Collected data
======

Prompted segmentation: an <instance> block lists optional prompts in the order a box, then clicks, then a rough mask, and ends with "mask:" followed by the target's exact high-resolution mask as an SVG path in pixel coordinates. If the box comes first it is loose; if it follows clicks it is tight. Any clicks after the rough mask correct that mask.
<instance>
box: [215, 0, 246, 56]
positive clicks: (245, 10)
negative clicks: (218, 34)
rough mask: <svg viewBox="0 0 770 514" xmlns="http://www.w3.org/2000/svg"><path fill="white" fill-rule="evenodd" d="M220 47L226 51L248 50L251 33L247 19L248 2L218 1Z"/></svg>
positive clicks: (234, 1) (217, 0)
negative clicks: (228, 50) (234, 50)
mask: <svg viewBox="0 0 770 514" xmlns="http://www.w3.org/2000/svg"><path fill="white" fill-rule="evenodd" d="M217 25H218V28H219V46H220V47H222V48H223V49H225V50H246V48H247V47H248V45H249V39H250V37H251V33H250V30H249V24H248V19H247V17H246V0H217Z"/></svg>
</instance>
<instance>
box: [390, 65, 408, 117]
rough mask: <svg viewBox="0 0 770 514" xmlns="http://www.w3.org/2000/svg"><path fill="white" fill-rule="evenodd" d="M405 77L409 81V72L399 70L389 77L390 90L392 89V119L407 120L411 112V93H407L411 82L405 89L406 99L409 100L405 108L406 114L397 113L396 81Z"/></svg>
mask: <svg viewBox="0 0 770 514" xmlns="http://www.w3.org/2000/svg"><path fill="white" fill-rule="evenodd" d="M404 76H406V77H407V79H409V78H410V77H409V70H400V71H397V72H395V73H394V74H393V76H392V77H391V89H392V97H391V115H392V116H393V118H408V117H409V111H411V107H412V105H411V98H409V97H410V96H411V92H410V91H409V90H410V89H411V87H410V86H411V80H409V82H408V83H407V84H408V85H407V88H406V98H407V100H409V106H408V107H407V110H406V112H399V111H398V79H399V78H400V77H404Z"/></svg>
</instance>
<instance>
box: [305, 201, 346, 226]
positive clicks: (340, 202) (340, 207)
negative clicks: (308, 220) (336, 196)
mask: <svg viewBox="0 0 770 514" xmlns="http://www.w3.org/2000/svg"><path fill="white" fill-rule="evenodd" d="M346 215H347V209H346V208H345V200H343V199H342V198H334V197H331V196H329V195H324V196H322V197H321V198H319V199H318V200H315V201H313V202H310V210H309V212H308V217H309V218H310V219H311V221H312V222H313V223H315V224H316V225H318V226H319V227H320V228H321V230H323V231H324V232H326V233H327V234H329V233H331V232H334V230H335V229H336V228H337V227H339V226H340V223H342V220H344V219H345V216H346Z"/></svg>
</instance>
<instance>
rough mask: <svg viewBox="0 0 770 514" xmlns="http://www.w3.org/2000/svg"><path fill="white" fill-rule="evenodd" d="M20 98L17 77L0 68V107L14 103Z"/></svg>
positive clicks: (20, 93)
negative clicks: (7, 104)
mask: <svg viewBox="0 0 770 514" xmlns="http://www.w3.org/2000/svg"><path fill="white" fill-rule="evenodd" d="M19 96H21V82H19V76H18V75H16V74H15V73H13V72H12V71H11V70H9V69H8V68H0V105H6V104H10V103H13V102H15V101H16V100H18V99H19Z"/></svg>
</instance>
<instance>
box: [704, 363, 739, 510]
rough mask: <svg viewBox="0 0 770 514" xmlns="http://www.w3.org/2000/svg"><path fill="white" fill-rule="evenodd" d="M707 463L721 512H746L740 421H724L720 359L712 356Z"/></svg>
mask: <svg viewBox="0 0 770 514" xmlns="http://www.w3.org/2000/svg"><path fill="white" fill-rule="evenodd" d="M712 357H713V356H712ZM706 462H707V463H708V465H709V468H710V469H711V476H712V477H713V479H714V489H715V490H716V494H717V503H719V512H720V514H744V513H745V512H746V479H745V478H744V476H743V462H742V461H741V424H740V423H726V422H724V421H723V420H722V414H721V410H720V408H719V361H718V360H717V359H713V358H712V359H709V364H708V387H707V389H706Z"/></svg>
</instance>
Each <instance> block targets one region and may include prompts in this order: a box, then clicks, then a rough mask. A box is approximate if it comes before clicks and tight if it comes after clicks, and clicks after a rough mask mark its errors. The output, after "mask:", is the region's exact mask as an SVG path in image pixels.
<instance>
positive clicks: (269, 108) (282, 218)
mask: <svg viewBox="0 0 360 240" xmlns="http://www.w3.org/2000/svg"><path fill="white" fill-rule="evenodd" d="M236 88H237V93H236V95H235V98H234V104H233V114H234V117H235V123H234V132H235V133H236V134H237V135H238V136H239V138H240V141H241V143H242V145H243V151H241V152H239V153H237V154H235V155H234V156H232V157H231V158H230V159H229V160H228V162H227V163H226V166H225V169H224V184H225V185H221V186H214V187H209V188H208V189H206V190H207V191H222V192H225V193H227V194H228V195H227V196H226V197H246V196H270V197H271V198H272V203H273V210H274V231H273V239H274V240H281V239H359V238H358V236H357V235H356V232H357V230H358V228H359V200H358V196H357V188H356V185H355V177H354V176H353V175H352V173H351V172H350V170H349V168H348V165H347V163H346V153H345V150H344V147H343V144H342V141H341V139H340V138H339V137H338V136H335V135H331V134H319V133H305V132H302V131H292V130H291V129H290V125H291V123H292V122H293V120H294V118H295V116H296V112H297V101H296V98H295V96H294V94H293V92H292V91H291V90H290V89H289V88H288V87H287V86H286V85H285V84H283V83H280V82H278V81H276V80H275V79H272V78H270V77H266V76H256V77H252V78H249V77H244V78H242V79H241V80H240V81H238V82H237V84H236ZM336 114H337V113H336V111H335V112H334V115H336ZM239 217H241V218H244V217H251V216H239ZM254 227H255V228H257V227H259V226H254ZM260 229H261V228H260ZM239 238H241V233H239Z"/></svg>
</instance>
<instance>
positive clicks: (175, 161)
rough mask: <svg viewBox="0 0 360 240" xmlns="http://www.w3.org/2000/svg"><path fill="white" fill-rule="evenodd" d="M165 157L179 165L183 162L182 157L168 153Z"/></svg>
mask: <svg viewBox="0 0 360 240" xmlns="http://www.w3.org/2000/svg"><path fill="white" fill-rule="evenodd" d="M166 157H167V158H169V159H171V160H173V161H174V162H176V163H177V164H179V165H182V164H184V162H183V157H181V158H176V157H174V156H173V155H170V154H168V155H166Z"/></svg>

======

Your objective
Repeat the data verbatim, line after line, leaving nothing out.

Written answer
Prompted segmentation: an <instance> block lists optional prompts in the order a box, then clicks, then a rough mask, and ends with "mask:" followed by the target's exact high-resolution mask as an SVG path in pixel coordinates. If the box comes first it is loose; if it follows clicks it is tight. Any clicks after the rough mask correct that mask.
<instance>
box: [215, 0, 246, 56]
positive clicks: (245, 10)
negative clicks: (218, 34)
rough mask: <svg viewBox="0 0 770 514" xmlns="http://www.w3.org/2000/svg"><path fill="white" fill-rule="evenodd" d="M220 47L226 51L248 50L251 33L247 19L248 2L218 1Z"/></svg>
positive clicks: (234, 1) (217, 0)
negative clicks: (228, 50) (234, 50)
mask: <svg viewBox="0 0 770 514" xmlns="http://www.w3.org/2000/svg"><path fill="white" fill-rule="evenodd" d="M217 25H218V28H219V46H220V47H222V48H223V49H225V50H246V48H247V47H248V45H249V39H250V37H251V33H250V30H249V24H248V19H247V17H246V0H217Z"/></svg>
</instance>
<instance>
box: [390, 65, 408, 117]
rough mask: <svg viewBox="0 0 770 514" xmlns="http://www.w3.org/2000/svg"><path fill="white" fill-rule="evenodd" d="M405 77L409 81V72L399 70L389 77L390 90L392 89V119L407 120L411 112V93H407L411 82L405 89L406 99L409 100L405 108L406 114L397 113L396 81Z"/></svg>
mask: <svg viewBox="0 0 770 514" xmlns="http://www.w3.org/2000/svg"><path fill="white" fill-rule="evenodd" d="M404 76H406V77H407V79H409V78H410V77H409V70H400V71H397V72H395V73H394V74H393V76H392V77H391V89H392V97H391V115H392V116H393V118H408V117H409V111H411V107H412V105H411V98H409V97H410V96H411V92H410V91H409V90H410V89H411V87H410V86H411V80H409V82H408V83H407V84H408V85H407V88H406V98H407V100H409V106H408V107H407V110H406V112H399V111H398V79H399V78H400V77H404Z"/></svg>
</instance>
<instance>
box: [305, 201, 346, 226]
positive clicks: (340, 202) (340, 207)
negative clicks: (308, 220) (336, 196)
mask: <svg viewBox="0 0 770 514" xmlns="http://www.w3.org/2000/svg"><path fill="white" fill-rule="evenodd" d="M346 215H347V209H346V208H345V200H343V199H342V198H334V197H331V196H329V195H324V196H322V197H321V198H319V199H318V200H315V201H313V202H310V210H309V212H308V217H309V218H310V219H311V221H312V222H313V223H315V224H316V225H318V226H319V227H320V228H321V230H323V231H324V232H326V233H327V234H329V233H331V232H334V230H335V229H336V228H337V227H339V226H340V223H342V220H344V219H345V216H346Z"/></svg>
</instance>
<instance>
rough mask: <svg viewBox="0 0 770 514" xmlns="http://www.w3.org/2000/svg"><path fill="white" fill-rule="evenodd" d="M20 98L17 77L0 68V107L14 103Z"/></svg>
positive clicks: (20, 93)
negative clicks: (7, 104)
mask: <svg viewBox="0 0 770 514" xmlns="http://www.w3.org/2000/svg"><path fill="white" fill-rule="evenodd" d="M19 96H21V82H19V76H18V75H16V74H15V73H13V72H12V71H11V70H9V69H8V68H0V105H6V104H10V103H13V102H15V101H16V100H18V99H19Z"/></svg>
</instance>
<instance>
box: [704, 363, 739, 510]
rough mask: <svg viewBox="0 0 770 514" xmlns="http://www.w3.org/2000/svg"><path fill="white" fill-rule="evenodd" d="M707 463L721 512H746L740 421H724L720 359L712 356Z"/></svg>
mask: <svg viewBox="0 0 770 514" xmlns="http://www.w3.org/2000/svg"><path fill="white" fill-rule="evenodd" d="M712 357H713V356H712ZM706 462H707V463H708V465H709V468H710V469H711V476H712V477H713V479H714V489H715V490H716V494H717V503H719V512H720V514H744V513H745V512H746V479H745V478H744V476H743V462H742V461H741V424H740V423H726V422H724V421H723V420H722V414H721V410H720V408H719V361H718V360H717V359H713V358H712V359H709V364H708V387H707V389H706Z"/></svg>
</instance>
Each <instance> block targets one region and may include prompts in this order: a box, then clicks, then a rough mask. A box is approximate if it comes before clicks and tight if it comes after clicks, and clicks after a rough mask mark its errors. The output, after "mask:", is the region's exact mask as an SVG path in image pixels.
<instance>
positive clicks: (269, 108) (282, 218)
mask: <svg viewBox="0 0 360 240" xmlns="http://www.w3.org/2000/svg"><path fill="white" fill-rule="evenodd" d="M236 88H237V93H236V95H235V98H234V104H233V114H234V117H235V123H234V132H235V133H236V134H237V135H238V136H239V138H240V141H241V143H242V145H243V151H241V152H239V153H237V154H235V155H234V156H232V157H231V158H230V159H229V160H228V162H227V163H226V166H225V169H224V184H225V185H221V186H214V187H209V188H208V189H206V190H207V191H222V192H225V193H227V194H228V195H227V196H226V197H246V196H270V197H271V198H272V203H273V210H274V231H273V239H274V240H281V239H359V238H358V236H357V235H356V232H357V230H358V228H359V200H358V196H357V188H356V185H355V177H354V176H353V175H352V173H351V172H350V170H349V168H348V165H347V163H346V153H345V150H344V147H343V144H342V141H341V139H340V138H339V137H338V136H335V135H331V134H319V133H305V132H302V131H292V130H291V129H290V125H291V123H292V122H293V120H294V118H295V116H296V112H297V101H296V98H295V96H294V94H293V92H292V91H291V90H290V89H289V88H288V87H287V86H286V85H285V84H283V83H280V82H278V81H276V80H275V79H272V78H270V77H266V76H256V77H252V78H249V77H244V78H242V79H241V80H240V81H238V82H237V84H236ZM336 114H337V113H336V111H335V112H334V115H336ZM239 217H241V218H244V217H251V216H239ZM254 227H255V228H257V227H259V226H254ZM260 229H261V228H260ZM239 238H241V233H239Z"/></svg>
</instance>
<instance>
positive clicks: (175, 161)
rough mask: <svg viewBox="0 0 360 240" xmlns="http://www.w3.org/2000/svg"><path fill="white" fill-rule="evenodd" d="M165 157L179 165L183 162L182 157L168 153Z"/></svg>
mask: <svg viewBox="0 0 360 240" xmlns="http://www.w3.org/2000/svg"><path fill="white" fill-rule="evenodd" d="M166 157H167V158H169V159H171V160H173V161H174V162H176V163H177V164H179V165H182V164H184V162H183V157H181V158H176V157H174V156H173V155H170V154H168V155H166Z"/></svg>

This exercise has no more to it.